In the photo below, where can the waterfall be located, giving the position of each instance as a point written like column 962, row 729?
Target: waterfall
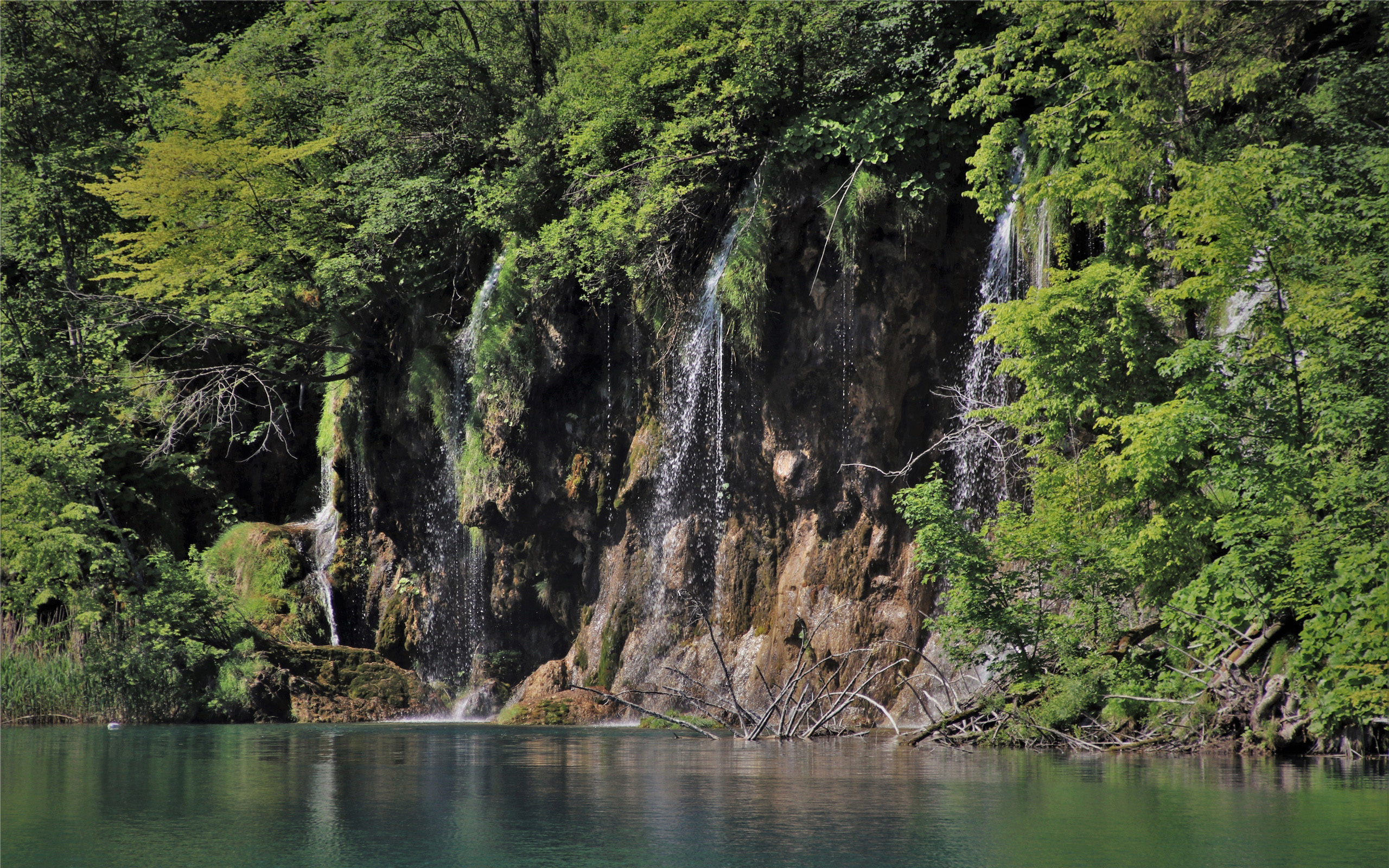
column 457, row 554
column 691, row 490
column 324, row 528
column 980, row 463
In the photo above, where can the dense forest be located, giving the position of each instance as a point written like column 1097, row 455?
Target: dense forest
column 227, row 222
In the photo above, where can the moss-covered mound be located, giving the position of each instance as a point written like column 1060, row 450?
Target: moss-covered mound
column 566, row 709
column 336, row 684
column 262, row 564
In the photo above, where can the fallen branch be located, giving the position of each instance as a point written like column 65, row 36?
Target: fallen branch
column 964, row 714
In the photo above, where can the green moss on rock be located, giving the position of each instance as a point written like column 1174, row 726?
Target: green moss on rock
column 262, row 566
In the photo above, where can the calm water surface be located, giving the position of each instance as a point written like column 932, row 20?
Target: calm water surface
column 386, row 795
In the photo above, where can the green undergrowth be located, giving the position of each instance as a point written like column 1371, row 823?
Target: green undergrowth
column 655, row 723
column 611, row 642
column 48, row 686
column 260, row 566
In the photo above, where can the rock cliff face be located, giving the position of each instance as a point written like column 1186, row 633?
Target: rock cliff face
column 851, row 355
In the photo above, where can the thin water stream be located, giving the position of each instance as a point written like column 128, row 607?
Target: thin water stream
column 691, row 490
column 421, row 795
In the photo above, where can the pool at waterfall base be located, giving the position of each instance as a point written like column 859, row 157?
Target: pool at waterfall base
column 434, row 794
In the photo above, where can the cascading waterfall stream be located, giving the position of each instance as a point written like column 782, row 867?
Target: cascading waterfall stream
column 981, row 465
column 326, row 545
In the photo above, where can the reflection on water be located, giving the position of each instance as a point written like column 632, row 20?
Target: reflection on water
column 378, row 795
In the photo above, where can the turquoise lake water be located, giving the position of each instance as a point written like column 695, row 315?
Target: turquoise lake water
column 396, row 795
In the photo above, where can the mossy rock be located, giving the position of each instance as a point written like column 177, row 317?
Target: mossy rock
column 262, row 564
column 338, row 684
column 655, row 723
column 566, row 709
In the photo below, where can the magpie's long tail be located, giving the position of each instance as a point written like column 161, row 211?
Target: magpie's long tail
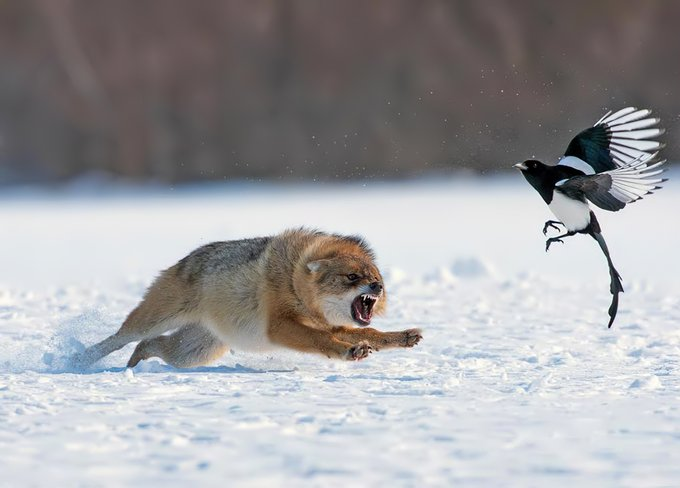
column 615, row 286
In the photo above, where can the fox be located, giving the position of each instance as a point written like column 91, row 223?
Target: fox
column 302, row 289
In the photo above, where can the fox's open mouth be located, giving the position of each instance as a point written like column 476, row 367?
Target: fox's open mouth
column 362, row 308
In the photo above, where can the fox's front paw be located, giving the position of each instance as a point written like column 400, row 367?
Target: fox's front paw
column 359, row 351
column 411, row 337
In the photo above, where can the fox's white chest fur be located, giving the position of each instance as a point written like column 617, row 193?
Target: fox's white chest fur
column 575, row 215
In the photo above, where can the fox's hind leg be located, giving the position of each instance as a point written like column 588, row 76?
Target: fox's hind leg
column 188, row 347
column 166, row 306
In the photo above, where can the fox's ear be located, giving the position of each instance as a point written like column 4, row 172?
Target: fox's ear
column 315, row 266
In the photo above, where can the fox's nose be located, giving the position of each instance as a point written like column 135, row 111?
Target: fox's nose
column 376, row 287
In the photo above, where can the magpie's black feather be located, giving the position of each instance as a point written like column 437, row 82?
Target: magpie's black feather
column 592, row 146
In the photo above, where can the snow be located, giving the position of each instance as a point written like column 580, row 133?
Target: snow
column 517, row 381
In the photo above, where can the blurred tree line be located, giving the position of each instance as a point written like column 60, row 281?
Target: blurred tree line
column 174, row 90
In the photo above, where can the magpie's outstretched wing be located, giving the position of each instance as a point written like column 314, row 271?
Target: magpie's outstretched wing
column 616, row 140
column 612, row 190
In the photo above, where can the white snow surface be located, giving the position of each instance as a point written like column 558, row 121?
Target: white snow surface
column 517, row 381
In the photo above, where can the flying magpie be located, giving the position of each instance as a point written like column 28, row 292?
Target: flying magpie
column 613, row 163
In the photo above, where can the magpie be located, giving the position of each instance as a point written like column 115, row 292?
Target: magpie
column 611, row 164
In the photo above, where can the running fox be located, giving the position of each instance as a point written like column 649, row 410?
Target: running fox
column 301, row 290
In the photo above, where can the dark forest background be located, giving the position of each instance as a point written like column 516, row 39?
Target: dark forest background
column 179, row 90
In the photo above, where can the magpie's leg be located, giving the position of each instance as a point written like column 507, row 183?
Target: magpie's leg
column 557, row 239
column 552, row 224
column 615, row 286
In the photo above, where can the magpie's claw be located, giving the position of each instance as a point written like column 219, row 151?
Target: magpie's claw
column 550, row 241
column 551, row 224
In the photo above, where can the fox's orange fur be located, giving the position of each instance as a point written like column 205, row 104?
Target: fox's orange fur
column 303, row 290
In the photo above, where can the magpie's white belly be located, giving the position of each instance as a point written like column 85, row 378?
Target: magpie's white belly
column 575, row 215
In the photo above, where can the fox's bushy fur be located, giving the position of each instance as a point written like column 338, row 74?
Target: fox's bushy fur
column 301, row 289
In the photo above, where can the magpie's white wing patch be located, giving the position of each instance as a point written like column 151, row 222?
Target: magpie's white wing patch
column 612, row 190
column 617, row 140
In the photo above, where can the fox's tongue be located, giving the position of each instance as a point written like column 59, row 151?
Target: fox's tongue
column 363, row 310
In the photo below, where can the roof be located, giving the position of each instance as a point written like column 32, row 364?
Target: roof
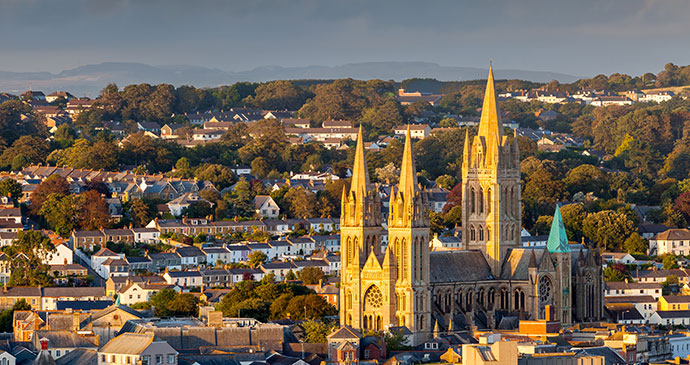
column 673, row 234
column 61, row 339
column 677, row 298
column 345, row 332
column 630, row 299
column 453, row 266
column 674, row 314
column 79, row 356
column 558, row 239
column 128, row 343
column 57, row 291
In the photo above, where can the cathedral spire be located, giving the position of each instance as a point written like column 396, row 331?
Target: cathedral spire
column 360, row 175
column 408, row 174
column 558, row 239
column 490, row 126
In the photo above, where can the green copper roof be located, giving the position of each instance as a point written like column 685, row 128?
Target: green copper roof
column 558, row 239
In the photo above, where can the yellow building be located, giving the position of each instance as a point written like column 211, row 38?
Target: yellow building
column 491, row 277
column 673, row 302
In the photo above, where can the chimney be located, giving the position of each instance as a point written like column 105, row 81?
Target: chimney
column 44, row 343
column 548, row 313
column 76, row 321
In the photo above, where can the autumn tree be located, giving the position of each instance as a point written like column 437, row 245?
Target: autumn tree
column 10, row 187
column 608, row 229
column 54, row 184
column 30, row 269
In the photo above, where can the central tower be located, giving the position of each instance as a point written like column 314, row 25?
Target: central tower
......
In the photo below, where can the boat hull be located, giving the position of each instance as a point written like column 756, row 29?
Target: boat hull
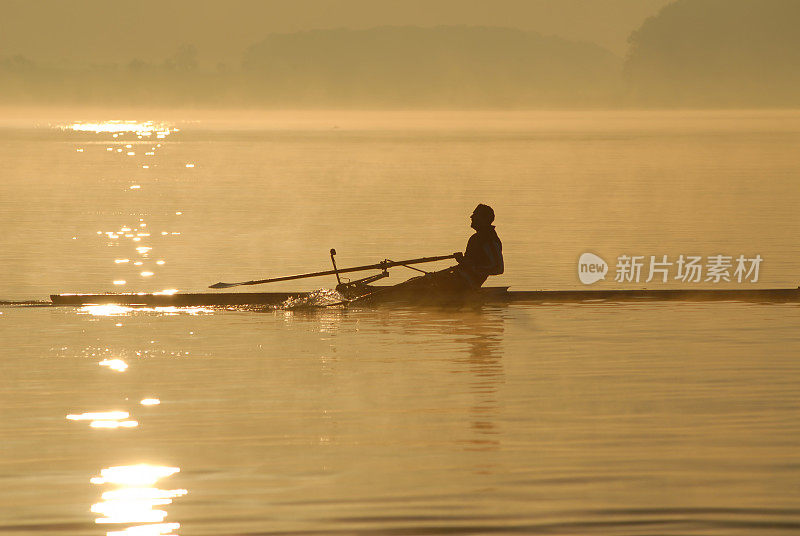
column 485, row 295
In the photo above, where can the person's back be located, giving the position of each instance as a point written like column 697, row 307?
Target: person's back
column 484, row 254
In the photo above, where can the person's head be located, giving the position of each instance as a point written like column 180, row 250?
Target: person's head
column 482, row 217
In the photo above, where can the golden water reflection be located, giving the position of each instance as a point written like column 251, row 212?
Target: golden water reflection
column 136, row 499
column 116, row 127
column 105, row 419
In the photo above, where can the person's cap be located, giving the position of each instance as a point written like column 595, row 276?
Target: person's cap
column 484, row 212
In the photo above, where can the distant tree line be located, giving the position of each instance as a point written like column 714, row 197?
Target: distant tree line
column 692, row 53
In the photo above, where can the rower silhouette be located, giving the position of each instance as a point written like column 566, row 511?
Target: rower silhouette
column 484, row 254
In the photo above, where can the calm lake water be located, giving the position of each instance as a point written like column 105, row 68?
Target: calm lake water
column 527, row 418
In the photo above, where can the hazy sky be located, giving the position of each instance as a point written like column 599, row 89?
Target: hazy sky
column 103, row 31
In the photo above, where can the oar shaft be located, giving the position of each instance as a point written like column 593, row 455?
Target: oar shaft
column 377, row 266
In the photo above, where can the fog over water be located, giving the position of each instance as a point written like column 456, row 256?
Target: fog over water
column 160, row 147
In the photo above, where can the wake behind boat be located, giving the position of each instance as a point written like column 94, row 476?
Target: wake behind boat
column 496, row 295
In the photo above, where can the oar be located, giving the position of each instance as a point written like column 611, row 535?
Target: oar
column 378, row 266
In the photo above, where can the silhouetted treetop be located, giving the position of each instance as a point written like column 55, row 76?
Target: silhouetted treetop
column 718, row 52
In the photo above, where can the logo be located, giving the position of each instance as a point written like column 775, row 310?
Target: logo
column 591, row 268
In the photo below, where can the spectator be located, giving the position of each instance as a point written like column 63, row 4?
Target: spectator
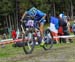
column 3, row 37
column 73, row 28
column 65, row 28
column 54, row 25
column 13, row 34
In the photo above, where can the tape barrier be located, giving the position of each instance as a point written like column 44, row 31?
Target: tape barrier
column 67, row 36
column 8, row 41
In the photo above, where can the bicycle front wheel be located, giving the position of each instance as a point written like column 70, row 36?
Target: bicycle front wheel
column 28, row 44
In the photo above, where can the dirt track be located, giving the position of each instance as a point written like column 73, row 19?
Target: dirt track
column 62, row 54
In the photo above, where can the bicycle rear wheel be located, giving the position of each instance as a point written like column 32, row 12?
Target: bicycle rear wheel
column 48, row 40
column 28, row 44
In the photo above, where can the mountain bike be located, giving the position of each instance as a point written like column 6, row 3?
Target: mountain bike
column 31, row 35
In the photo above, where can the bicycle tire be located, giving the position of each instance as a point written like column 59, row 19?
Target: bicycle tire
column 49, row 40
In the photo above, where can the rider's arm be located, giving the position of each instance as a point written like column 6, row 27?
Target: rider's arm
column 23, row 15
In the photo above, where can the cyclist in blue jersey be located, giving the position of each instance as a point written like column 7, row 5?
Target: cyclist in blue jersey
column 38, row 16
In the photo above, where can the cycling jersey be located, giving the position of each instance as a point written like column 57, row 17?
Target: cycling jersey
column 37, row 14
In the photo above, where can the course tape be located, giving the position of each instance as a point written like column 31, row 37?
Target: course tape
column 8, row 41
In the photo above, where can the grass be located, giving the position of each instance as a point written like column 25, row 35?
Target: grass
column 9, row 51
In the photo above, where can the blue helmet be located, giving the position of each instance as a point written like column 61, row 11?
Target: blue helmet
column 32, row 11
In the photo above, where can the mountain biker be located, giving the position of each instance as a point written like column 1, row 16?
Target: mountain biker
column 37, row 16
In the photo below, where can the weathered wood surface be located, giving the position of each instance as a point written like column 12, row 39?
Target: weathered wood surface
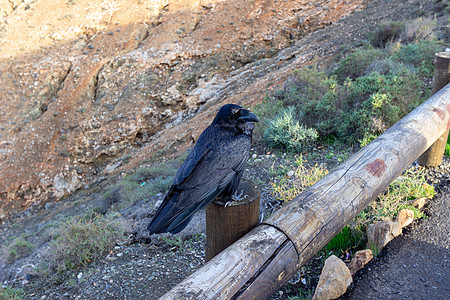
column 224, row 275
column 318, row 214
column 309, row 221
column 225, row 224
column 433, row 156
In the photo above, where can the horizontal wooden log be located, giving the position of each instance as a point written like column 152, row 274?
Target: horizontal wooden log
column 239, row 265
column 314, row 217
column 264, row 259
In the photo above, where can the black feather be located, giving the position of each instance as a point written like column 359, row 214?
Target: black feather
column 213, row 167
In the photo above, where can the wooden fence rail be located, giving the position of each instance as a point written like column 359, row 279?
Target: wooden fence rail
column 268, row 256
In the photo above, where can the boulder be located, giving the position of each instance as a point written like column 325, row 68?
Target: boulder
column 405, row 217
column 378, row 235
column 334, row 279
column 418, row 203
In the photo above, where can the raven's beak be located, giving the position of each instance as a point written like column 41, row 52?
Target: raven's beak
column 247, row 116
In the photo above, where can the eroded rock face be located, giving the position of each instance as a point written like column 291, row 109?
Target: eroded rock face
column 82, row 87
......
In the part that opens with the line containing "In the photo above, where can the mountain biker" and closes with the line containing "column 82, row 87", rename "boulder" to "large rock" and reproduce those lines with nothing else altered. Omit the pictures.

In the photo above, where can the mountain biker be located, giving the position of each instance as a point written like column 1, row 16?
Target: mountain biker
column 37, row 16
In the photo below, where can the weathered wood surface be located, giving the position of each instance as a point written like column 12, row 39?
Target: weathered wood surface
column 224, row 275
column 318, row 214
column 309, row 221
column 225, row 224
column 433, row 156
In the photo above, where can the horizontal wooden log be located, giving the position of each instance as a point written like column 152, row 274?
Target: horizontal wooden log
column 239, row 265
column 314, row 217
column 264, row 259
In the photo above, where can the black feather be located, giving the position of each instance as a point written like column 359, row 214?
Target: black feather
column 213, row 167
In the photo above, where can the wooden fence rail be located, giving the position of each instance as a point written like column 359, row 279?
Target: wooden fence rail
column 268, row 256
In the photo above, where can the large rock be located, giving the position of each instance as a point written like column 325, row 68?
Target: large rock
column 405, row 217
column 378, row 235
column 334, row 279
column 418, row 203
In the photo above, where can the raven's beak be located, giving the position of each instance as a point written like column 41, row 52?
Target: raven's beak
column 247, row 116
In the photo above, where can the eroded rock face be located, giving the position of each instance as a point written like column 291, row 109?
Target: eroded rock face
column 82, row 87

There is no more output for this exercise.